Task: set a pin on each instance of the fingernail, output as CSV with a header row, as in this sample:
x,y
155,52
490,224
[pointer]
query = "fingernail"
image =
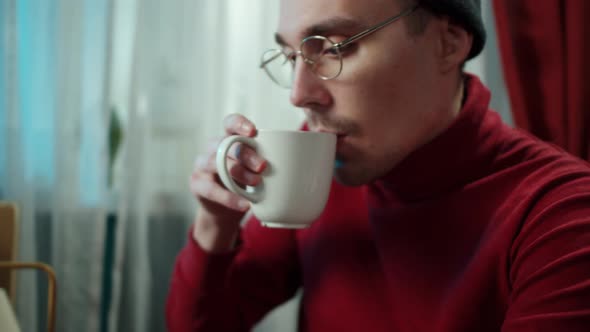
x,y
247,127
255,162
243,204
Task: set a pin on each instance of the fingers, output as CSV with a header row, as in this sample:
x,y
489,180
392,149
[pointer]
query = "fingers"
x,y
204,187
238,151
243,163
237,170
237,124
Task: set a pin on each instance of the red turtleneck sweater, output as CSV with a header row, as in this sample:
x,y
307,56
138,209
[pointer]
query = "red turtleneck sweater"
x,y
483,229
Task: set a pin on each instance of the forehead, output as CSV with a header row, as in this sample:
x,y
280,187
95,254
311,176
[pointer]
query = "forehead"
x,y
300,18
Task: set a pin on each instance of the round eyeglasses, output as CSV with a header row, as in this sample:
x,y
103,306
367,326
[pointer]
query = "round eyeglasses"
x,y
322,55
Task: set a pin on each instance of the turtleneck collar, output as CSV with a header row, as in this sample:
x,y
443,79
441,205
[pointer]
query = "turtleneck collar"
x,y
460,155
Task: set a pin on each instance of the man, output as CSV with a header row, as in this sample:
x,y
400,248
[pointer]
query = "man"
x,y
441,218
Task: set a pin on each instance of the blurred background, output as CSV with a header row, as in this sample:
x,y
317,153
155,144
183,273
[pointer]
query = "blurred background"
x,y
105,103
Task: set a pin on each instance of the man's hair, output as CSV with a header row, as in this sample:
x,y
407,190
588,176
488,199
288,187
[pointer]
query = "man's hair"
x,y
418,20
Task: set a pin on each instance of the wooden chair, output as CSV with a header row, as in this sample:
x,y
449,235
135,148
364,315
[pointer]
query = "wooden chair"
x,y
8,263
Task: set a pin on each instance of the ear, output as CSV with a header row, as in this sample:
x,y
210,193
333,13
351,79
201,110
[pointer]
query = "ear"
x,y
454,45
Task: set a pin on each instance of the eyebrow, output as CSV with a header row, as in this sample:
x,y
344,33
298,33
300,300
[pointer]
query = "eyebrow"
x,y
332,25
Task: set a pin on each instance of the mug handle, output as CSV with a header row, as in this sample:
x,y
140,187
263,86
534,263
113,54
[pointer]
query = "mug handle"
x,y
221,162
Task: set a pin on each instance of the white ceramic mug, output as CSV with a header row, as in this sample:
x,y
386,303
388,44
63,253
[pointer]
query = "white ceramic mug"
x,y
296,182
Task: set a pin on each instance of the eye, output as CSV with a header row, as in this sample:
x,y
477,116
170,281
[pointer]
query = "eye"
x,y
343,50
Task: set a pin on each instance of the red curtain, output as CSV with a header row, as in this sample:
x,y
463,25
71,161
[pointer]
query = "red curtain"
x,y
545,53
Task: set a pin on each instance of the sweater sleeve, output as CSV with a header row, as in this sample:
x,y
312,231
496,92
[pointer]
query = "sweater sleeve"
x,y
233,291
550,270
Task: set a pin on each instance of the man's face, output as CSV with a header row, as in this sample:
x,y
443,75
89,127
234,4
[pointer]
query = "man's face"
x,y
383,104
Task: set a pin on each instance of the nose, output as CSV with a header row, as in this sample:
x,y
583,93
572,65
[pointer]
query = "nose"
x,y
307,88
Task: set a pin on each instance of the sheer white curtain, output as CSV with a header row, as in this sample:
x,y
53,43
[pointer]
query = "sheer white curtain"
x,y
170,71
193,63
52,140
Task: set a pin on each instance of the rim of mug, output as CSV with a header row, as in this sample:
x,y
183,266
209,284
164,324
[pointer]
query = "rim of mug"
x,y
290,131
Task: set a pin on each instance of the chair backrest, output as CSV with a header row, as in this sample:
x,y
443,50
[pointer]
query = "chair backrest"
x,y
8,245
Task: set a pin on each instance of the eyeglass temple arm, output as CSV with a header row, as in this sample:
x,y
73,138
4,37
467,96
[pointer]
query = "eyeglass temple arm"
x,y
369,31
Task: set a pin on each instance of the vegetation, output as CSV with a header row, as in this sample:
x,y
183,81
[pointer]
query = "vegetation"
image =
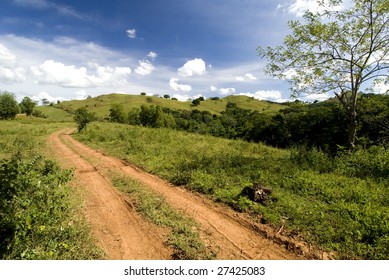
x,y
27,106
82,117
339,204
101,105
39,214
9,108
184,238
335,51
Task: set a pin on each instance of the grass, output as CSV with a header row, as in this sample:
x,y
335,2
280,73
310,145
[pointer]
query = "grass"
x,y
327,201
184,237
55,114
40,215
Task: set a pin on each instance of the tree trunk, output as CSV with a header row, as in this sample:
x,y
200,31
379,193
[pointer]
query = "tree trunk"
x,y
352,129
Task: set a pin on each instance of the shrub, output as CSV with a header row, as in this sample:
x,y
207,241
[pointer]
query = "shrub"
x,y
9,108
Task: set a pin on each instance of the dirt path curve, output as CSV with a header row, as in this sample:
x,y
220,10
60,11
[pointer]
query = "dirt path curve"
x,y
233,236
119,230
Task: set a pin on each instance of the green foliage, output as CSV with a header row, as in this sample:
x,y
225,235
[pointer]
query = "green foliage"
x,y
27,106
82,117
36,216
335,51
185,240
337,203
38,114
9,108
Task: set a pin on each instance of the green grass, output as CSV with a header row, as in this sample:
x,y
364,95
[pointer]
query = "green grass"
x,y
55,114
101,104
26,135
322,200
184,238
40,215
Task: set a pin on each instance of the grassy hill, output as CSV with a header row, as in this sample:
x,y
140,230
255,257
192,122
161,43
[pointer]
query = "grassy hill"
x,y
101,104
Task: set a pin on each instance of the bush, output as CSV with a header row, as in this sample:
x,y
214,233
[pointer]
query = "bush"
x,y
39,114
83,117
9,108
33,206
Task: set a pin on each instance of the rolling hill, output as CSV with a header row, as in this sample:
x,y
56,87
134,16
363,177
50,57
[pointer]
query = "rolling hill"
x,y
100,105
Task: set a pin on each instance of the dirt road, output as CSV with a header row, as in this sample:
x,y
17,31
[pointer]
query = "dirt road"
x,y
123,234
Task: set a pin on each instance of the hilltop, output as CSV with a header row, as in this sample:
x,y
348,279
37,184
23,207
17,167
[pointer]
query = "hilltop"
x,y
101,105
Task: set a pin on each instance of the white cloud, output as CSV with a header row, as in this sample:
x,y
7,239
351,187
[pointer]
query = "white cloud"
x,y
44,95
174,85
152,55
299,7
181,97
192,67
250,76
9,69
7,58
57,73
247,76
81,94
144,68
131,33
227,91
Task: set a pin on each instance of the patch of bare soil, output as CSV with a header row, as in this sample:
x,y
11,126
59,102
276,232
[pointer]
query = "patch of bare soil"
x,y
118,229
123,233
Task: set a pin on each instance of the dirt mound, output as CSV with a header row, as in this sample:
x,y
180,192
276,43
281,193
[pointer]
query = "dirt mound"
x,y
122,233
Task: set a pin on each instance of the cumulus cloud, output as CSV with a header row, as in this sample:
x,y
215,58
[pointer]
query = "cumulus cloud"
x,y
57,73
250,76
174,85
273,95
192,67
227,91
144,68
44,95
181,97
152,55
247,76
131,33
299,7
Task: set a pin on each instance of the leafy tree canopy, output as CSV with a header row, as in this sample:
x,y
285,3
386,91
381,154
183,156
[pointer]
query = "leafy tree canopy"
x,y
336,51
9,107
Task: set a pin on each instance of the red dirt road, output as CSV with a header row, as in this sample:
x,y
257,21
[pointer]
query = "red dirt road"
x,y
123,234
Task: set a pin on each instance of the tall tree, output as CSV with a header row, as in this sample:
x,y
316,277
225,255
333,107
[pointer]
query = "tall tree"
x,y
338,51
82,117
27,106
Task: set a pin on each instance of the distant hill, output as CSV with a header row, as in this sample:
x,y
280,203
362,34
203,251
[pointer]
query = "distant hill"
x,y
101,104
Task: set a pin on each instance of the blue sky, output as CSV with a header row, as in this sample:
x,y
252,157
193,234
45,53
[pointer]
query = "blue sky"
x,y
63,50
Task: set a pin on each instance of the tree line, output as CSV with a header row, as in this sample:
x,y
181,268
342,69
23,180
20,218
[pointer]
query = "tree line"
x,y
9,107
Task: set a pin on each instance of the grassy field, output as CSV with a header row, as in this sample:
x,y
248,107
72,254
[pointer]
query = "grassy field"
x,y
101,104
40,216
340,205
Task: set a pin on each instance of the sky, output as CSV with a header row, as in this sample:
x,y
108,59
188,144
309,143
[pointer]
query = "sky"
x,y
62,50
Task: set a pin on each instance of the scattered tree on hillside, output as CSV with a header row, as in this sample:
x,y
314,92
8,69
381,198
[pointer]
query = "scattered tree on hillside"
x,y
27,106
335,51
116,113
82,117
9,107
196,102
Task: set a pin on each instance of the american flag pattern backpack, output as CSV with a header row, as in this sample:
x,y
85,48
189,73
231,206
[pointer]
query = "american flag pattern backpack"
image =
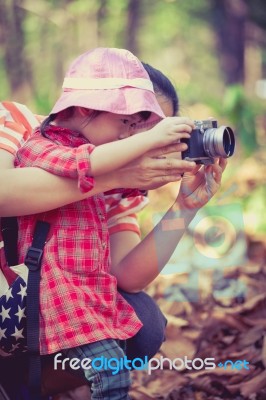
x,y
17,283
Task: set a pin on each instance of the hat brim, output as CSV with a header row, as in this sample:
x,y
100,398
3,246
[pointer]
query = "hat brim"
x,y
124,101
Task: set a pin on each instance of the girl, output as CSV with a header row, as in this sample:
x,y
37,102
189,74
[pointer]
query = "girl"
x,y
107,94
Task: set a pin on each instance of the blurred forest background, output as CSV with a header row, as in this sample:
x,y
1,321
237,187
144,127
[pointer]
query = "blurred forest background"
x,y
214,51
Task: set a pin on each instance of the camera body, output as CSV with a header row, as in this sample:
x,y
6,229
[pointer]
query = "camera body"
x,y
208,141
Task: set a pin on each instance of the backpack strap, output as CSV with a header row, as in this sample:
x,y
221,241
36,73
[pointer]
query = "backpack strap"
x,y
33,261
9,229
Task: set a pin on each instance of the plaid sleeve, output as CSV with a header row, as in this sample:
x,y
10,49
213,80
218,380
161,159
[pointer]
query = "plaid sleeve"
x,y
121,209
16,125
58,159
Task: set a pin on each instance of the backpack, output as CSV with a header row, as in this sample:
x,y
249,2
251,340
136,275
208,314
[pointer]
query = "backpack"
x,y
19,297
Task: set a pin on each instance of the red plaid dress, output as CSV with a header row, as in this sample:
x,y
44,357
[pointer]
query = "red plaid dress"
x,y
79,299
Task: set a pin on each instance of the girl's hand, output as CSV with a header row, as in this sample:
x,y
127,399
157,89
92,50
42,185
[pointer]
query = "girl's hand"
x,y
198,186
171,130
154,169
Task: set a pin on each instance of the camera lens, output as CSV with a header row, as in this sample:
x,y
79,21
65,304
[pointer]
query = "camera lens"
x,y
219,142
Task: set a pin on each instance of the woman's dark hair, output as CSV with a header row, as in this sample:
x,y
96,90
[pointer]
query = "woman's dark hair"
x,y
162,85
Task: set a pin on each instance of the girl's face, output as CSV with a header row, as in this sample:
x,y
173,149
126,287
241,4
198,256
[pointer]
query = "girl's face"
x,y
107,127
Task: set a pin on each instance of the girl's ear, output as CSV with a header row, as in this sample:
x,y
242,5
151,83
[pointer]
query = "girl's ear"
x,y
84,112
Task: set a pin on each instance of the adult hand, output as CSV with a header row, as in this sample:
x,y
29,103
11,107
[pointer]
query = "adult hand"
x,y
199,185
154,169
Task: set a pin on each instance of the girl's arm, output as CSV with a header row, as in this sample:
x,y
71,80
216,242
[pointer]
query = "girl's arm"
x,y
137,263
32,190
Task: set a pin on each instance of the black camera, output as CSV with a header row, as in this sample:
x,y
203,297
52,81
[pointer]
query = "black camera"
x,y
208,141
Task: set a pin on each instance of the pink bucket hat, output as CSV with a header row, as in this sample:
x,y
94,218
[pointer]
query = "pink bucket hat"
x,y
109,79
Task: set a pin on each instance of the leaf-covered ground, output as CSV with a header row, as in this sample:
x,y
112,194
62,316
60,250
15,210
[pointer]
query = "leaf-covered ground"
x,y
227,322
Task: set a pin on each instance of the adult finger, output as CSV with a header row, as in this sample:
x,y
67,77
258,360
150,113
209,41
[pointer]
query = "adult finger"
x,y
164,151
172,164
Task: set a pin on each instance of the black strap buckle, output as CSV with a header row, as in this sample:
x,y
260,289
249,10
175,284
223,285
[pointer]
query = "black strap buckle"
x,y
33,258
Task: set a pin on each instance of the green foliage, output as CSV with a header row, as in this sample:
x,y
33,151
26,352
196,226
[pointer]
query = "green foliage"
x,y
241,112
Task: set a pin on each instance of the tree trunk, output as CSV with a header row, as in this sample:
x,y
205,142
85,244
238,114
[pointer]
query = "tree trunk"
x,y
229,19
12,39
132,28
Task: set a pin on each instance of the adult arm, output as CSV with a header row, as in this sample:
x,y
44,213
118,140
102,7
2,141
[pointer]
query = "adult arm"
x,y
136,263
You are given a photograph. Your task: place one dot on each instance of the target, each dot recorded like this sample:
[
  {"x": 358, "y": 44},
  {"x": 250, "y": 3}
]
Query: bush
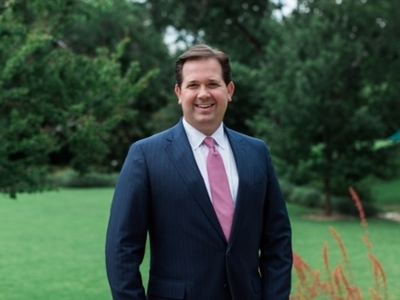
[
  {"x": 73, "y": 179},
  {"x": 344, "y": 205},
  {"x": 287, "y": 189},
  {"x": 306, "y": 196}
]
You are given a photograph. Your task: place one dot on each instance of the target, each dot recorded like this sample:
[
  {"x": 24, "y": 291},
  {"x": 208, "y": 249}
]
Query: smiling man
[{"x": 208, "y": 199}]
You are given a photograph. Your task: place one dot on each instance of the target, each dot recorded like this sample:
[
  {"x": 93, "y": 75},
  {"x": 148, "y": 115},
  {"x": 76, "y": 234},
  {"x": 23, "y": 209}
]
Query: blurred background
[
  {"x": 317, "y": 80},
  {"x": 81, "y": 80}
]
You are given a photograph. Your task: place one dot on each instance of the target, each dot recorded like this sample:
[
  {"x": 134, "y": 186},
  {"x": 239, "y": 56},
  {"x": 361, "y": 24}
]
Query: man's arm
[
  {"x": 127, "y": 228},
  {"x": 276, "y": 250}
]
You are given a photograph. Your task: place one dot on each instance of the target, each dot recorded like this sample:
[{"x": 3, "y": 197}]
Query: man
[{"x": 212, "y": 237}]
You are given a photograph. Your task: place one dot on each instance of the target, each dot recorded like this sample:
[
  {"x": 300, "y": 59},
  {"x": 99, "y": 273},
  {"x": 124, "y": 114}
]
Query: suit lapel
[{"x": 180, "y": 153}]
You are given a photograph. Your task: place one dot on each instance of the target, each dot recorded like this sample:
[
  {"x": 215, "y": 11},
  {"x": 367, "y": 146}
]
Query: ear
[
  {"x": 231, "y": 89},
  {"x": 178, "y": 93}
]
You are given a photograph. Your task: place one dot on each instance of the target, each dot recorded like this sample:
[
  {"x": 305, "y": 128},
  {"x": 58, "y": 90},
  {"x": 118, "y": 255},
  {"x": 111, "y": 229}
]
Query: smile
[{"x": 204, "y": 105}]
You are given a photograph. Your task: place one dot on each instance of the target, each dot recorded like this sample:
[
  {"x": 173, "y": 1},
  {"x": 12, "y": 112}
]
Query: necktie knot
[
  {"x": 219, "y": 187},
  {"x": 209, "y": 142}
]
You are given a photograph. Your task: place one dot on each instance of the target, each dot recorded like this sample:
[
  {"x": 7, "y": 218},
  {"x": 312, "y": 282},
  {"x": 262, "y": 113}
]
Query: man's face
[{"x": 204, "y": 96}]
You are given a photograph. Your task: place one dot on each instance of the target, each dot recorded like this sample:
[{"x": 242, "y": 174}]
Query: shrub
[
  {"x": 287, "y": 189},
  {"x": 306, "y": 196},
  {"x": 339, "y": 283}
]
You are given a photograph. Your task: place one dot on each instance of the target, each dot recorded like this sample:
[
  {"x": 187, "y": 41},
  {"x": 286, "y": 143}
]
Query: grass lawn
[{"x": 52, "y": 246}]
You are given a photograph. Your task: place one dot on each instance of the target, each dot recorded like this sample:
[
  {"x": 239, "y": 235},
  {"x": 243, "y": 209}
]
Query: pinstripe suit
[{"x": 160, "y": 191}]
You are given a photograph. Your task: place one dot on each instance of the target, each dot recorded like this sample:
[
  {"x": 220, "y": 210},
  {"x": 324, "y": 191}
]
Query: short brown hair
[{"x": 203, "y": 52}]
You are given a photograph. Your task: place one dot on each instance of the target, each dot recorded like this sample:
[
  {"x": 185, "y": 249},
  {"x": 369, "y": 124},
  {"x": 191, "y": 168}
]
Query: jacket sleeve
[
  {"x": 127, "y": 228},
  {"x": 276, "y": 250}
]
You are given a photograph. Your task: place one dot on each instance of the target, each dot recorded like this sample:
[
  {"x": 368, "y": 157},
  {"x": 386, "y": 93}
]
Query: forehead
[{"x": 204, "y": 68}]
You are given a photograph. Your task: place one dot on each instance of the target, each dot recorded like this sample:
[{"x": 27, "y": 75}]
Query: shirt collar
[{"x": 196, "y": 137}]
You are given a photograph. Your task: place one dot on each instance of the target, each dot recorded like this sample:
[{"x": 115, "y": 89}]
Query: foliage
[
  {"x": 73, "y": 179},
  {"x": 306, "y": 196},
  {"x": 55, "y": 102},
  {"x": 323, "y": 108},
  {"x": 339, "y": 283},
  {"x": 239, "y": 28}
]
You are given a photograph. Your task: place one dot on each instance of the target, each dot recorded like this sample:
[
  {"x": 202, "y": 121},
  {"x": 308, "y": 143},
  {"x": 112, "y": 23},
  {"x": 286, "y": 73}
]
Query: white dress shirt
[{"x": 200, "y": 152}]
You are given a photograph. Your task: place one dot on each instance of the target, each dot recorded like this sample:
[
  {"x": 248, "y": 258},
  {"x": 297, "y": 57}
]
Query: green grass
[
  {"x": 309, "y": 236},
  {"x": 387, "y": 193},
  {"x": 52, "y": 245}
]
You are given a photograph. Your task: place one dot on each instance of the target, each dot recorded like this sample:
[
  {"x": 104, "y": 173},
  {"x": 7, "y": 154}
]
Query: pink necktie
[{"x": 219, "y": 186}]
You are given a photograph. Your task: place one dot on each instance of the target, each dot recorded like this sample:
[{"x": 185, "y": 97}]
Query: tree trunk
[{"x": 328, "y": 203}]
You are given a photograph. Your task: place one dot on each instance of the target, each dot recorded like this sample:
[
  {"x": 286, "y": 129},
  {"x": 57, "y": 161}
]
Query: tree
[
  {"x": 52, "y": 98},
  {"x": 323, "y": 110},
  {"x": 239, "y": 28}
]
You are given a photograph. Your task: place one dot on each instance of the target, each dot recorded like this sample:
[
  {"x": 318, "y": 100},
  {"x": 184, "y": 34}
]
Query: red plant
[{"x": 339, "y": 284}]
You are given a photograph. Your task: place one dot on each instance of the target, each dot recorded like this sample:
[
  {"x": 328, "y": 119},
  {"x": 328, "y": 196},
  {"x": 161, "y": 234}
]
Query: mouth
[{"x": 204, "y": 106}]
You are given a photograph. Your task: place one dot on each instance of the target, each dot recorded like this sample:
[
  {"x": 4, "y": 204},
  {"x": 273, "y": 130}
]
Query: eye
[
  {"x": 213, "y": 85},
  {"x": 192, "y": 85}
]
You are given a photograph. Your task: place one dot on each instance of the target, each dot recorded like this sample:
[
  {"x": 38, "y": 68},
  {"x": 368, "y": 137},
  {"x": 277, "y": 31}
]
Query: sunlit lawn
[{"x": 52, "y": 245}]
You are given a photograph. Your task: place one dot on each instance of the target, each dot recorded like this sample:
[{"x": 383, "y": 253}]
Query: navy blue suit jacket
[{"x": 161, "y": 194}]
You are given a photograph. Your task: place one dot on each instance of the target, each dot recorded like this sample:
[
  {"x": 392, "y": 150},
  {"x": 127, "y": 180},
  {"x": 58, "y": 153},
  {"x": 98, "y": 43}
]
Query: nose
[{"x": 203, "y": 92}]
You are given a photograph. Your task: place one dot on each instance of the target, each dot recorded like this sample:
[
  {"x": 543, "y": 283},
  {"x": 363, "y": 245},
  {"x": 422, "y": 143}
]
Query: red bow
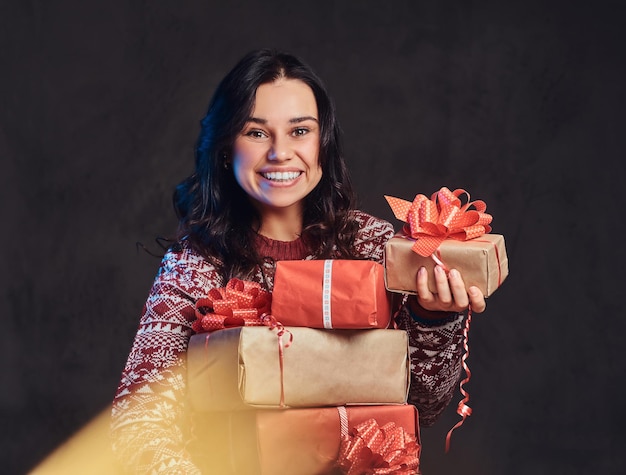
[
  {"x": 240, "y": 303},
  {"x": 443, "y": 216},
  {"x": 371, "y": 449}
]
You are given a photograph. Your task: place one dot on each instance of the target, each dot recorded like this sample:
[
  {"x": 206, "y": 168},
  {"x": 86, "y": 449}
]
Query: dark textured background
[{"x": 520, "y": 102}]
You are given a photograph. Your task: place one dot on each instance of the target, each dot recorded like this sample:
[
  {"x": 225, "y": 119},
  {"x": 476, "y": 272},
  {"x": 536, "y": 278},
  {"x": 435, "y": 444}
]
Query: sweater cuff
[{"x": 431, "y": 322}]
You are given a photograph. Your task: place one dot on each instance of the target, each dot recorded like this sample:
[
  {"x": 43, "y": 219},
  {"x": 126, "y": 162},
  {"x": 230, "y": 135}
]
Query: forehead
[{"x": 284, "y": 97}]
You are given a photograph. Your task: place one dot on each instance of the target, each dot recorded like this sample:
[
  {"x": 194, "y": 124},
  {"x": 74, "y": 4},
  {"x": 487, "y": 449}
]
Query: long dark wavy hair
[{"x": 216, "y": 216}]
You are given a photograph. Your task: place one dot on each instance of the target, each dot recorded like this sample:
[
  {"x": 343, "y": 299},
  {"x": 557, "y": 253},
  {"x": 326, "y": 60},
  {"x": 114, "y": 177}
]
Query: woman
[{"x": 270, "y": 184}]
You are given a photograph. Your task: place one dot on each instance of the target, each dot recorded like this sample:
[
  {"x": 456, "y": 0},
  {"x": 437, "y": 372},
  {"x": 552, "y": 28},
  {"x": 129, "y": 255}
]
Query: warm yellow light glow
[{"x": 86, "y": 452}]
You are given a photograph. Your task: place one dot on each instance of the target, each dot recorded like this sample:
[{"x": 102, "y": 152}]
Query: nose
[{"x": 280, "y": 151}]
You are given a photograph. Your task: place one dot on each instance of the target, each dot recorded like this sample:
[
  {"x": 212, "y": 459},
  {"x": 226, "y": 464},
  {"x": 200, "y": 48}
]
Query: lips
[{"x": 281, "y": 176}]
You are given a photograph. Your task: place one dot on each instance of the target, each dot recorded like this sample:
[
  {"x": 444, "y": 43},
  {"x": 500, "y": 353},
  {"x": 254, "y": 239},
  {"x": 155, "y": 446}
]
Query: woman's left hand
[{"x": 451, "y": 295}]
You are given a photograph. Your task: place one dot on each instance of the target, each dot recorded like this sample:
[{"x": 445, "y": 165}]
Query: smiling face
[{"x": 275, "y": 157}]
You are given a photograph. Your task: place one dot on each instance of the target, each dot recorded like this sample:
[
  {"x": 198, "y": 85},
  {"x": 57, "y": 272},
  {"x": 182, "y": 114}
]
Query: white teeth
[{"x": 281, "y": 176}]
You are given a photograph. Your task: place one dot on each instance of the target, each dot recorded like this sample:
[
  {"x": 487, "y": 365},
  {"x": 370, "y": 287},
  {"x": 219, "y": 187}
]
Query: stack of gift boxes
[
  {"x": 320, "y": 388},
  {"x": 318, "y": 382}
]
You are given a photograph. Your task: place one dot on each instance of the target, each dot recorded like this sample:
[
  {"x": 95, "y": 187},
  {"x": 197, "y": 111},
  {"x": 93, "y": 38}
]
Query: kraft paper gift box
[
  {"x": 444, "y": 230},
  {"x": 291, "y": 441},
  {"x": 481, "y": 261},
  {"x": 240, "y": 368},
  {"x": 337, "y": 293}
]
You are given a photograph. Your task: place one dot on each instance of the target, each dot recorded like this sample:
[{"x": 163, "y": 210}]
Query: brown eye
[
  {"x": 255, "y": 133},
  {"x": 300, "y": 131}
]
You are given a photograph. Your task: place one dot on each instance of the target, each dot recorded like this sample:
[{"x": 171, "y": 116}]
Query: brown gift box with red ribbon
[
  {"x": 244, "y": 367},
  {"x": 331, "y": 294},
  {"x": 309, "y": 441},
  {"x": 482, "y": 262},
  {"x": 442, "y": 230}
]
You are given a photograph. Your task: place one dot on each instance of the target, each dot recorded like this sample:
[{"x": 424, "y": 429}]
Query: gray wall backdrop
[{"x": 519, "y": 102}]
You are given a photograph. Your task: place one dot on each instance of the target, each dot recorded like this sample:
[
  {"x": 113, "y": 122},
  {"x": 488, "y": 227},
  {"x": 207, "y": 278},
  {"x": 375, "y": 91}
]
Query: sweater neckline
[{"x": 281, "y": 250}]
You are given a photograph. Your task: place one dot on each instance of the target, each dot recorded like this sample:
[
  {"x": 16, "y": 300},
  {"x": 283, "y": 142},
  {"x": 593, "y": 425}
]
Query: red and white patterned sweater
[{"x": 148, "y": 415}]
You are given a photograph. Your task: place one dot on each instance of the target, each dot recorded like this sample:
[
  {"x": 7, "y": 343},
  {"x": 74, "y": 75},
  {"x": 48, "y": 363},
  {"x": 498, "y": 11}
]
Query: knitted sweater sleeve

□ □ □

* To do *
Each line holding "american" should be copied from the material above.

* Reply to the exercise *
Task: set a pin on each instance of the american flag pattern backpack, output as CSV with a header row, as in this sample:
query = "american flag pattern backpack"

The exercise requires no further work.